Thursday, April 22, 2010

The System

A psychiatrist at our hospital speaking before a conference today about an expensive procedure, mentioned with some disapproval that two procedures had been done at once when only one might have been necessary because of cost considerations. Ignore for a moment the physical cost to the patient of going through brain surgery a second time – which to my mind should be a powerful factor in the decision-making – and stay focused on that dollar cost. The good doctor said “We still work in a system where money is an important factor.”

I wondered what countries he was thinking of where money isn’t an important factor.

I have said many times before that if you brought these examples of bad progressive thinking out in the open, they would immediately recognise that of course there isn’t some magical place where medical costs are not counted. They didn’t mean that. But they do. The dominant unexamined idea is that in Canada, France, Germany, Denmark – all those civilised countries – doctors decide what the patient needs, write an order, and someone goes and does it.

This in turn drives the idea that of course the US can afford to sign on to a system like that. Why, other countries do it all the time, and they’re not broke. We’re richer, so we must be able to afford it. If we can’t find the money lying around, it must mean that 1. Someone somewhere is sucking up all the money unfairly and/or 2. The society has a failure of moral will to do what is eminently possible. Well, both those things are possible, of course. But it might be good to consider other possibilities, based on clearer thinking.

Lots of people really do believe these unreasonable things. It is not unfair to make the accusation, because the truth leaks out of even the nicest and most knowledgeable people at times.

======

__What the exercise asks__
Quote the whole blog post about medical costs, word for word. The listing that comes next is from a different source.

__Given material__
======

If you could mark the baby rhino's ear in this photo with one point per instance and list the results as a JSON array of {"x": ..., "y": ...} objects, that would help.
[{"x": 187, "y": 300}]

======

__Result of this exercise__
Thursday, April 22, 2010

The System

A psychiatrist at our hospital speaking before a conference today about an expensive procedure, mentioned with some disapproval that two procedures had been done at once when only one might have been necessary because of cost considerations. Ignore for a moment the physical cost to the patient of going through brain surgery a second time – which to my mind should be a powerful factor in the decision-making – and stay focused on that dollar cost. The good doctor said “We still work in a system where money is an important factor.”

I wondered what countries he was thinking of where money isn’t an important factor.

I have said many times before that if you brought these examples of bad progressive thinking out in the open, they would immediately recognise that of course there isn’t some magical place where medical costs are not counted. They didn’t mean that. But they do. The dominant unexamined idea is that in Canada, France, Germany, Denmark – all those civilised countries – doctors decide what the patient needs, write an order, and someone goes and does it.

This in turn drives the idea that of course the US can afford to sign on to a system like that. Why, other countries do it all the time, and they’re not broke. We’re richer, so we must be able to afford it. If we can’t find the money lying around, it must mean that 1. Someone somewhere is sucking up all the money unfairly and/or 2. The society has a failure of moral will to do what is eminently possible. Well, both those things are possible, of course. But it might be good to consider other possibilities, based on clearer thinking.

Lots of people really do believe these unreasonable things. It is not unfair to make the accusation, because the truth leaks out of even the nicest and most knowledgeable people at times.